## Try it:
In the entries that follow, how many lines contain "blond"? Answer with the number only.

## Exercise data:
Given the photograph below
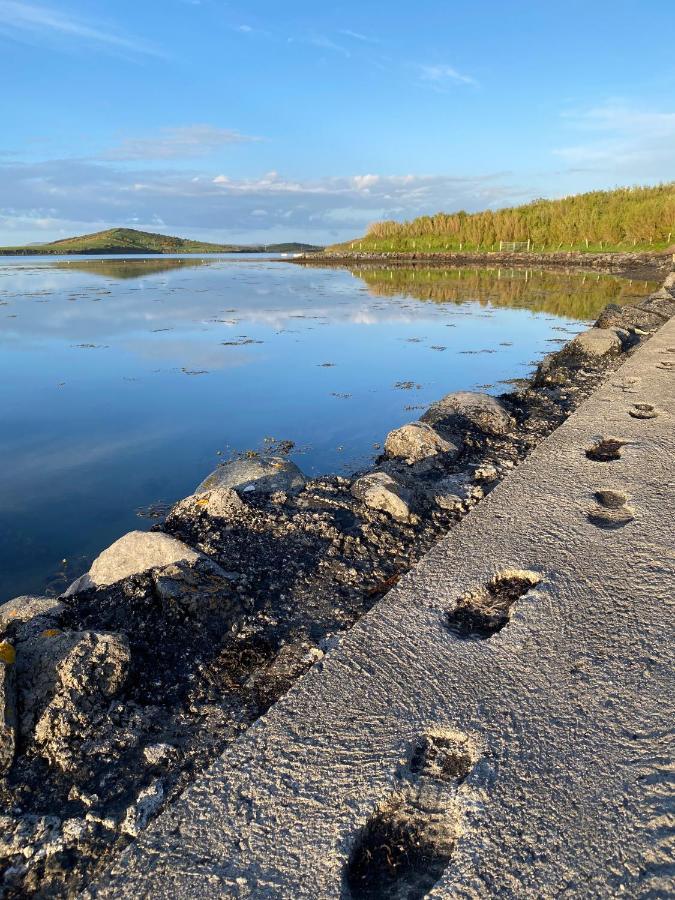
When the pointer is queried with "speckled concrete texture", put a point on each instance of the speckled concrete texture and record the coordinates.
(568, 706)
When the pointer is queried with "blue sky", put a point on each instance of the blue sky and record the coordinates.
(262, 121)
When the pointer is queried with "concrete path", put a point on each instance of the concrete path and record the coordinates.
(530, 761)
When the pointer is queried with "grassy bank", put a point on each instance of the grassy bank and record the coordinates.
(619, 221)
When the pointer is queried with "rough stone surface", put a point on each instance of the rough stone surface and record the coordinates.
(261, 475)
(135, 552)
(416, 441)
(21, 610)
(596, 342)
(7, 706)
(380, 491)
(65, 680)
(481, 411)
(219, 503)
(569, 705)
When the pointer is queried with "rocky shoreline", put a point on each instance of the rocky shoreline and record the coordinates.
(636, 265)
(116, 695)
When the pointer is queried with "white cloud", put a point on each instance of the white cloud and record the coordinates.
(441, 75)
(83, 195)
(617, 138)
(32, 22)
(186, 142)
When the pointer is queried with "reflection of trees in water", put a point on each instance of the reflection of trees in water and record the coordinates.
(129, 268)
(575, 295)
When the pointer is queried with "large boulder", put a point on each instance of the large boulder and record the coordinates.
(456, 411)
(628, 316)
(596, 343)
(415, 442)
(65, 683)
(259, 475)
(22, 616)
(218, 503)
(7, 706)
(135, 552)
(381, 492)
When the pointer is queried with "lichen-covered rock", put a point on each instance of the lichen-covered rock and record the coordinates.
(454, 493)
(197, 589)
(135, 552)
(65, 681)
(632, 317)
(259, 475)
(596, 342)
(661, 303)
(380, 491)
(218, 503)
(7, 706)
(456, 411)
(147, 803)
(24, 615)
(415, 442)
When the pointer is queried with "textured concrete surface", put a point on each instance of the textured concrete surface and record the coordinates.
(568, 707)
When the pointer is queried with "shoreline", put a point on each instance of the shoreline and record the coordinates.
(627, 264)
(182, 637)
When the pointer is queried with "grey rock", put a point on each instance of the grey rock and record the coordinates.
(147, 803)
(415, 442)
(462, 408)
(380, 491)
(261, 475)
(197, 589)
(614, 316)
(660, 303)
(7, 706)
(135, 552)
(596, 342)
(23, 615)
(65, 681)
(219, 503)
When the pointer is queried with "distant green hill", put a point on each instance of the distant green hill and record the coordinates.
(128, 240)
(638, 218)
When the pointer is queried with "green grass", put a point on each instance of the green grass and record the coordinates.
(623, 220)
(128, 240)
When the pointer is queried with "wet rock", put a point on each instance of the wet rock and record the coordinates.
(219, 503)
(7, 707)
(454, 492)
(261, 475)
(660, 303)
(197, 589)
(65, 682)
(632, 317)
(132, 554)
(160, 754)
(380, 491)
(147, 803)
(415, 442)
(461, 408)
(596, 342)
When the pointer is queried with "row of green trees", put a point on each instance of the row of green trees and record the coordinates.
(643, 216)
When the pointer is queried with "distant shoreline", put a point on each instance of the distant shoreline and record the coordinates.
(637, 264)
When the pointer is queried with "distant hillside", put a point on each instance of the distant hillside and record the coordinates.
(623, 219)
(128, 240)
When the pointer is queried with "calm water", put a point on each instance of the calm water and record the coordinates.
(123, 383)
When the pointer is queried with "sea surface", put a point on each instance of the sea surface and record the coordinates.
(123, 383)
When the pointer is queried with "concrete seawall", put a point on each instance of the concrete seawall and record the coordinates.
(530, 652)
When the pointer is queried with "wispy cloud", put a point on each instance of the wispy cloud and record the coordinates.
(187, 142)
(31, 22)
(442, 75)
(94, 195)
(357, 36)
(619, 138)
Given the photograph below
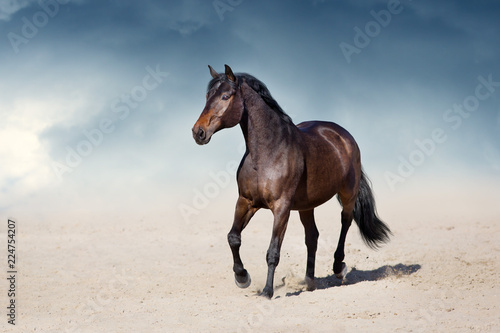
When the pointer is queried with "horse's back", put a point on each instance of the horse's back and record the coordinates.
(332, 161)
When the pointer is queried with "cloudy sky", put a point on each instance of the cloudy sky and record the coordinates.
(98, 97)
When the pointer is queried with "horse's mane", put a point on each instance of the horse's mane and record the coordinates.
(259, 87)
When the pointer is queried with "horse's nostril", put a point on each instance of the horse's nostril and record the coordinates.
(201, 134)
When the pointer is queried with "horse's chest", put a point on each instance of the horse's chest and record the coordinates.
(264, 184)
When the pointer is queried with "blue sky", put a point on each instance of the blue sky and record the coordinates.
(120, 83)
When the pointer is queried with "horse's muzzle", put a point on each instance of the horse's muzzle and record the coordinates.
(200, 136)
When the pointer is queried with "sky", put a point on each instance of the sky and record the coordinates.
(98, 98)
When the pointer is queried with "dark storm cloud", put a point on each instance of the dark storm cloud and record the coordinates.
(66, 73)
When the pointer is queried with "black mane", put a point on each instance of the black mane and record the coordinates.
(259, 87)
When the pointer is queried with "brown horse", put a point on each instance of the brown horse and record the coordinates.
(287, 167)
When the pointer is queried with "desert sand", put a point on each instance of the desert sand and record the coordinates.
(150, 271)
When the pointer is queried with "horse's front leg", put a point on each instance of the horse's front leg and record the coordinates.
(242, 215)
(281, 214)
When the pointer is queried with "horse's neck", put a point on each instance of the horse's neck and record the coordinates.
(264, 130)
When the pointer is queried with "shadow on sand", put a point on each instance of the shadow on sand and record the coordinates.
(356, 276)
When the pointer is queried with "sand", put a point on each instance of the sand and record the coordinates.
(153, 272)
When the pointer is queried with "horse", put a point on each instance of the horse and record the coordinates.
(287, 167)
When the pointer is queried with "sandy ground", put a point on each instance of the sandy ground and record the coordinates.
(153, 272)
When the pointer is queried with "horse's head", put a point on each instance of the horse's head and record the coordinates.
(224, 107)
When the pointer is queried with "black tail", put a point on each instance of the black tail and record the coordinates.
(373, 231)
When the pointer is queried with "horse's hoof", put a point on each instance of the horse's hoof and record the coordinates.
(242, 281)
(310, 284)
(343, 272)
(267, 293)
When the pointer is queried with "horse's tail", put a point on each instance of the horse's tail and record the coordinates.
(373, 230)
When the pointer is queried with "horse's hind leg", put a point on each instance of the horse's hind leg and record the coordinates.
(339, 267)
(312, 234)
(242, 215)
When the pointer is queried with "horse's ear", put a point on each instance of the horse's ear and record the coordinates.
(229, 74)
(213, 72)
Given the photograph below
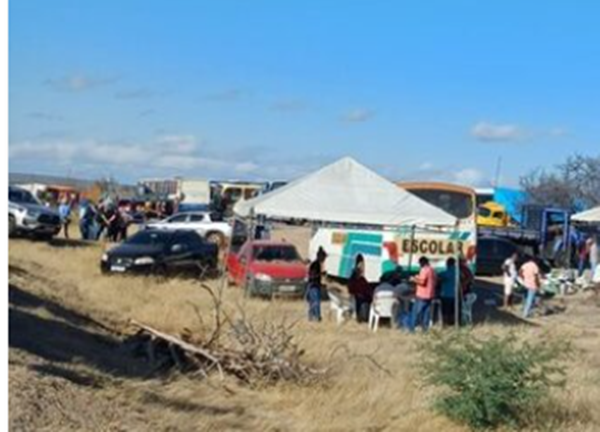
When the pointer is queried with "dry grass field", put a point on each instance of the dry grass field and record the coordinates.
(70, 371)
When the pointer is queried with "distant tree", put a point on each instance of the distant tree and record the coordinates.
(574, 184)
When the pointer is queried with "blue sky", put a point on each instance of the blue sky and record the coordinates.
(270, 90)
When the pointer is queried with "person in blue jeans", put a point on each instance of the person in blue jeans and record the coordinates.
(530, 275)
(426, 282)
(314, 286)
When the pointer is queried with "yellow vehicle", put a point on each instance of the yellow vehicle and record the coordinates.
(492, 214)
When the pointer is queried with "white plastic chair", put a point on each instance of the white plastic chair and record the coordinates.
(339, 306)
(467, 309)
(436, 306)
(384, 305)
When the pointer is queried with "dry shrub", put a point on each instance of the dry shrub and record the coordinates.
(494, 381)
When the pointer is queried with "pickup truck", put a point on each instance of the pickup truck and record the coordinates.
(27, 216)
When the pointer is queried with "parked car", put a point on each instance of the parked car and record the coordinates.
(162, 252)
(267, 268)
(27, 216)
(493, 251)
(207, 225)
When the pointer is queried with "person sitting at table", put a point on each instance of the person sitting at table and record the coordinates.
(395, 283)
(426, 282)
(359, 287)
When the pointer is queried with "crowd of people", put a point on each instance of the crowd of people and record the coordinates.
(108, 219)
(415, 295)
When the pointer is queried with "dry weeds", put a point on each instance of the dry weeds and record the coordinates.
(87, 382)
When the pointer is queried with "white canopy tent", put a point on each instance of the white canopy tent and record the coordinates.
(345, 192)
(589, 216)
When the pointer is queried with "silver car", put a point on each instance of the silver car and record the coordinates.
(26, 215)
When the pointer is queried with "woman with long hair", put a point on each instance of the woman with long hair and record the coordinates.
(359, 287)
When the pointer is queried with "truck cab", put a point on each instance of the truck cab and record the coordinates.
(492, 214)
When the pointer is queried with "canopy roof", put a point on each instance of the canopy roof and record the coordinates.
(590, 216)
(345, 192)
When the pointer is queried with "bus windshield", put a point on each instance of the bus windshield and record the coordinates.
(458, 204)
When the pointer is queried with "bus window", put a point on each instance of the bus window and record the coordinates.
(250, 193)
(458, 204)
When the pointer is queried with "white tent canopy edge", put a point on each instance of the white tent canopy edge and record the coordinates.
(349, 193)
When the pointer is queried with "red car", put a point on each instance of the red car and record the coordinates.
(267, 268)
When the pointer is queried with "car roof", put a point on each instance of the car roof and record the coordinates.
(191, 212)
(270, 243)
(169, 232)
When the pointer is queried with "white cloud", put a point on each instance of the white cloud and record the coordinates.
(45, 116)
(227, 95)
(78, 83)
(164, 155)
(494, 132)
(485, 131)
(135, 94)
(468, 176)
(288, 105)
(358, 115)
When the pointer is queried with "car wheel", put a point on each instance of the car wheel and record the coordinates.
(12, 226)
(216, 238)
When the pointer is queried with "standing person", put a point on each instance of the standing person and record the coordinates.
(530, 275)
(113, 224)
(466, 277)
(315, 285)
(64, 211)
(426, 282)
(509, 270)
(359, 287)
(594, 253)
(584, 254)
(123, 223)
(448, 291)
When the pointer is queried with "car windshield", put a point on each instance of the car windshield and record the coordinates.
(485, 212)
(459, 205)
(21, 196)
(276, 253)
(151, 238)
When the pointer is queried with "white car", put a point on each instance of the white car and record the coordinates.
(208, 225)
(26, 215)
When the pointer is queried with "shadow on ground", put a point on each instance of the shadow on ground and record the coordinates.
(488, 308)
(64, 337)
(70, 243)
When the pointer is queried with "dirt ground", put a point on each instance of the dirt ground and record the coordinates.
(70, 370)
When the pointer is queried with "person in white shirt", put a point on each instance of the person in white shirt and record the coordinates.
(509, 269)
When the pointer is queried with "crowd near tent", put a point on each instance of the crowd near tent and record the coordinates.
(588, 216)
(345, 192)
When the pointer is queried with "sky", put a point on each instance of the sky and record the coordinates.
(257, 89)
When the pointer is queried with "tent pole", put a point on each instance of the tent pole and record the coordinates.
(457, 293)
(410, 255)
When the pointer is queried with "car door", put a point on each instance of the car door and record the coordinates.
(199, 223)
(504, 249)
(485, 252)
(238, 263)
(175, 222)
(180, 254)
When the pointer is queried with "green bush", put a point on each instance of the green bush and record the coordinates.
(492, 382)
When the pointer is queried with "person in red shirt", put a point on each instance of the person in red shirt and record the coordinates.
(359, 287)
(426, 282)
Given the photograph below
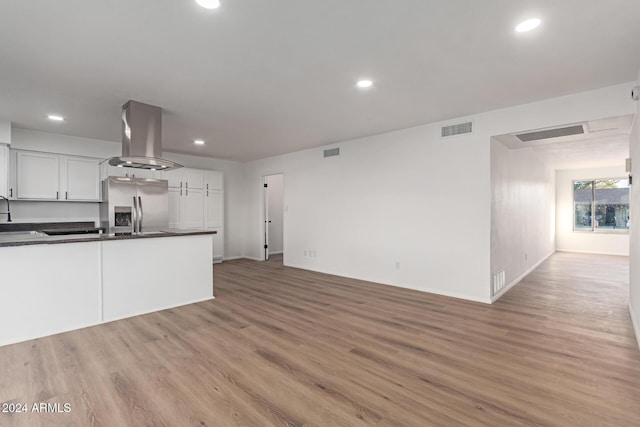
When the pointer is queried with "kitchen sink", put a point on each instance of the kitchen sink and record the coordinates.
(10, 236)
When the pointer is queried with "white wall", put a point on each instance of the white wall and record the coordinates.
(5, 132)
(27, 211)
(634, 255)
(581, 241)
(235, 212)
(276, 206)
(407, 208)
(522, 212)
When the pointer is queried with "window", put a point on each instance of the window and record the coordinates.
(601, 205)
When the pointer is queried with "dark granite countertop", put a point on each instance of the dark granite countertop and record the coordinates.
(77, 233)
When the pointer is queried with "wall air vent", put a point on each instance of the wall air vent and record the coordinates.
(551, 133)
(332, 152)
(459, 129)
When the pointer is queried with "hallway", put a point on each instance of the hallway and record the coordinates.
(283, 346)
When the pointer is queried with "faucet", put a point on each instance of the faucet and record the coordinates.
(8, 212)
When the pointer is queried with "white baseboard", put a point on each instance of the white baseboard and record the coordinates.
(636, 325)
(591, 252)
(517, 280)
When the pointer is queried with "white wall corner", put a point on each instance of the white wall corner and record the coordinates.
(518, 279)
(636, 325)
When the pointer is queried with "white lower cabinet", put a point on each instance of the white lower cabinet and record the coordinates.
(218, 244)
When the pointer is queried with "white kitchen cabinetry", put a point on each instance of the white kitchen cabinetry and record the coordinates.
(4, 171)
(184, 178)
(47, 176)
(196, 201)
(37, 176)
(186, 209)
(213, 180)
(80, 180)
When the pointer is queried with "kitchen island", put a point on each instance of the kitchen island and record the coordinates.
(52, 284)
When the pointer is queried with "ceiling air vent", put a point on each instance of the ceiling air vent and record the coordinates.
(551, 133)
(332, 152)
(459, 129)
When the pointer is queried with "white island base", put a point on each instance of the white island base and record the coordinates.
(48, 289)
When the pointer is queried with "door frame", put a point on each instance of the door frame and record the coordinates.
(264, 230)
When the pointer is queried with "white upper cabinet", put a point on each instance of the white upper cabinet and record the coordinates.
(193, 178)
(184, 178)
(4, 171)
(191, 209)
(213, 180)
(175, 196)
(47, 176)
(37, 176)
(80, 179)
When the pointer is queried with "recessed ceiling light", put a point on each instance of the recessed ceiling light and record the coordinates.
(528, 25)
(209, 4)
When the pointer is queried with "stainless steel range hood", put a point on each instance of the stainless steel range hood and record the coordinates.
(142, 138)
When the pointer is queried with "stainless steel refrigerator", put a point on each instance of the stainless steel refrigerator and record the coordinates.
(134, 205)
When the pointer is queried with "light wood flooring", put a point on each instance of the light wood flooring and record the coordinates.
(288, 347)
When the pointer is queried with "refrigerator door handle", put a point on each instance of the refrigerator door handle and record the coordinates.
(141, 214)
(135, 215)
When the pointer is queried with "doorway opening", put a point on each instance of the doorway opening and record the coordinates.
(274, 217)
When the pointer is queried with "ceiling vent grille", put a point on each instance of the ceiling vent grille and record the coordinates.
(551, 133)
(459, 129)
(332, 152)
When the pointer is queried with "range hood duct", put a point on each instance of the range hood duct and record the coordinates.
(142, 138)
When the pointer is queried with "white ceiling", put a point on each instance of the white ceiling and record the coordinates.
(257, 78)
(605, 143)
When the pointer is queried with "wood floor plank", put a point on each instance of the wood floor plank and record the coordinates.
(283, 346)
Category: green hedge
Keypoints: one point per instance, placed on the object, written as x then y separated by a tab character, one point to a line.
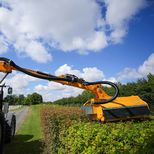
119	138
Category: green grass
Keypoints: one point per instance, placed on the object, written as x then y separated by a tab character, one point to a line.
28	139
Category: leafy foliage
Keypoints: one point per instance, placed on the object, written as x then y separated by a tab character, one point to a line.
109	138
55	121
67	130
31	99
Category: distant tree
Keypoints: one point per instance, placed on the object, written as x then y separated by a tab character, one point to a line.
33	99
21	99
11	99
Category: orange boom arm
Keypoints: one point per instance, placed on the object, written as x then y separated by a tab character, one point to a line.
103	107
8	66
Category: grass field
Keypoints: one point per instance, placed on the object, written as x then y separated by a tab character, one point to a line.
67	130
28	139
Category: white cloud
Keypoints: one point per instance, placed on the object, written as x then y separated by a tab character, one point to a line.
143	70
119	13
53	91
88	73
148	66
3	45
64	24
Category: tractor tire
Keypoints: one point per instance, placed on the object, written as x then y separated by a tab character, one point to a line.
10	129
2	135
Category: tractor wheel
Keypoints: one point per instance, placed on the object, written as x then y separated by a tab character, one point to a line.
2	126
10	129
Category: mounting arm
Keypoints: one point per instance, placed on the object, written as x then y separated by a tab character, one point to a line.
101	97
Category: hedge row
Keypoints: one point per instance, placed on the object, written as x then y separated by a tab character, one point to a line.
67	131
119	138
55	122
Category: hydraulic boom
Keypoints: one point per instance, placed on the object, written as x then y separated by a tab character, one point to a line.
103	107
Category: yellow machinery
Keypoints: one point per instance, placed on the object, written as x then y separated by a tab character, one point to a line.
103	107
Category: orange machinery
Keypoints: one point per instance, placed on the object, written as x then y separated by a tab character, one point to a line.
101	108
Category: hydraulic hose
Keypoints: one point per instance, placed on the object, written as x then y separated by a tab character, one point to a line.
107	83
50	77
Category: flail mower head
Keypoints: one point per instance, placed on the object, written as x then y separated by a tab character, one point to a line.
122	108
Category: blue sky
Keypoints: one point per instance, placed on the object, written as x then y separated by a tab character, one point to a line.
96	40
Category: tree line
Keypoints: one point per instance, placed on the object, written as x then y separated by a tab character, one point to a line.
30	99
142	87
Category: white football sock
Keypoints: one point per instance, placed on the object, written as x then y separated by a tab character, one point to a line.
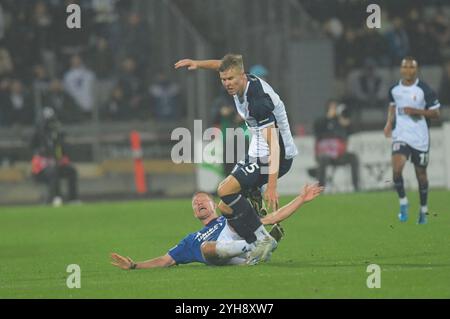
232	248
404	201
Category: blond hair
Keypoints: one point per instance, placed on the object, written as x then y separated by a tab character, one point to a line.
232	61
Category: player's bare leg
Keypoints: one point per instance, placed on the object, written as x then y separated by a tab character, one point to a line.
398	163
229	185
422	179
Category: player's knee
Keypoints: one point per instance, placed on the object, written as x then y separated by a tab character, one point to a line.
224	208
397	174
229	186
208	249
422	178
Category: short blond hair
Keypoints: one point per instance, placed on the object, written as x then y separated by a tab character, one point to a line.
232	61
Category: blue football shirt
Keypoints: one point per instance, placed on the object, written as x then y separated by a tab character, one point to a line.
188	249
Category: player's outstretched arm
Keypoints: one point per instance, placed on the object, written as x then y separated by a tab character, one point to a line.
198	64
126	263
308	193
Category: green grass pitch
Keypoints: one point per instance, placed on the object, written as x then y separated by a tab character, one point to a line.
328	245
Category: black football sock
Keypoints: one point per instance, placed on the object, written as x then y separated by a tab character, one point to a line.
423	192
399	187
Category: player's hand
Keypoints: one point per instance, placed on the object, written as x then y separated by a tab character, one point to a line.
121	262
271	197
311	191
388	130
190	64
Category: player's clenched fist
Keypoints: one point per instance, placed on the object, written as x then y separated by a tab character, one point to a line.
190	64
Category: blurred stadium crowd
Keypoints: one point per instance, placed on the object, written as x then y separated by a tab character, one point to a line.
107	62
418	28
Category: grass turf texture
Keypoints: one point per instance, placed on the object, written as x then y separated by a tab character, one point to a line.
325	253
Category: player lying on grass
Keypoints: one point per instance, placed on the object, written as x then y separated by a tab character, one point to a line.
217	243
271	150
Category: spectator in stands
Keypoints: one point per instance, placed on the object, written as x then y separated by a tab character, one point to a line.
332	132
79	83
367	88
19	104
398	40
101	60
444	90
374	46
136	40
132	86
41	79
440	30
65	107
6	63
347	56
4	111
165	97
116	108
50	162
424	45
70	42
229	118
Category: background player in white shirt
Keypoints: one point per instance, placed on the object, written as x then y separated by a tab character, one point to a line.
412	105
265	114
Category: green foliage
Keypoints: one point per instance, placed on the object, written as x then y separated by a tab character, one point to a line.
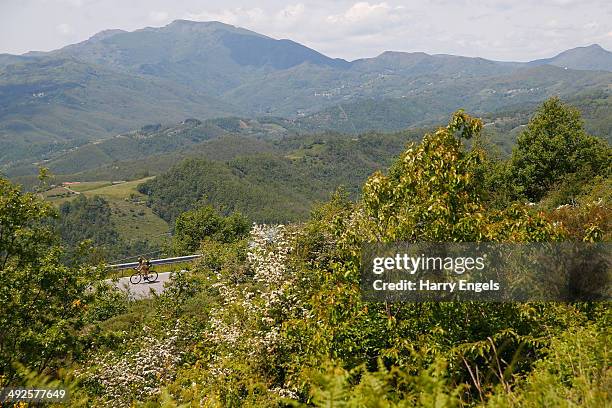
42	300
192	227
555	149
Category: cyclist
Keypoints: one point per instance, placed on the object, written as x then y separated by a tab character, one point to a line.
143	266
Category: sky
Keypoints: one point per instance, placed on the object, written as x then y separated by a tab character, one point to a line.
512	30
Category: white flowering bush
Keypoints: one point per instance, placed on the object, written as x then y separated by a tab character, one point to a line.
243	340
135	374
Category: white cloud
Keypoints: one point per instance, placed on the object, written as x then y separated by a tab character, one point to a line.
497	29
65	29
361	11
158	16
292	12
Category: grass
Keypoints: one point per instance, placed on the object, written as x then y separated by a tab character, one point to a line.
133	219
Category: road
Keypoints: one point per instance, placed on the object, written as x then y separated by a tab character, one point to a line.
143	289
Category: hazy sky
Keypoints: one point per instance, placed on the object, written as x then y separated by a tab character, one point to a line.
496	29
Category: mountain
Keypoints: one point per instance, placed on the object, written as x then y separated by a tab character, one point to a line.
592	57
117	81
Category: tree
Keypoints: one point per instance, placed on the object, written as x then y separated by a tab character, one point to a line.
555	149
192	227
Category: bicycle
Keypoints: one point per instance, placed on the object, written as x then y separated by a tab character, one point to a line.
150	276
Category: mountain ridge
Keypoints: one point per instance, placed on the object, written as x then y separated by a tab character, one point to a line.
117	81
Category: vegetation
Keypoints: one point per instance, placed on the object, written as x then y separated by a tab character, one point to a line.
117	81
193	227
554	150
276	317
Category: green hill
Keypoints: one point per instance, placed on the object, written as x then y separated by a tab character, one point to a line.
118	81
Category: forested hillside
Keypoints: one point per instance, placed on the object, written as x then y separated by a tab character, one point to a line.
278	186
118	81
274	316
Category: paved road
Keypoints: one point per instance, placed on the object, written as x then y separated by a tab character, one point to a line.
143	289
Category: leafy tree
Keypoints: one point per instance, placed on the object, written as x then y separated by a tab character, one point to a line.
555	149
41	300
192	227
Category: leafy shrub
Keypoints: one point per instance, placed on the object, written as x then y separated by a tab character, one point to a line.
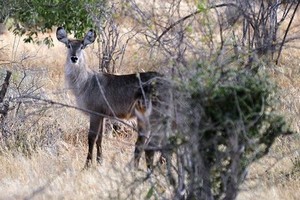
233	122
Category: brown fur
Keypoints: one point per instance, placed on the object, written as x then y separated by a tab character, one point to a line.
122	96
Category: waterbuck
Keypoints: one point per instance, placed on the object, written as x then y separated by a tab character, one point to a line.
120	96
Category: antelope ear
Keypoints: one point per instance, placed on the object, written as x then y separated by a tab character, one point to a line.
89	38
61	35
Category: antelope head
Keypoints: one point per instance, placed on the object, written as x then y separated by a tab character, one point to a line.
75	46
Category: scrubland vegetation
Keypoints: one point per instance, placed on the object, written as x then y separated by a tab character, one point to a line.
236	104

## Solution for this task:
2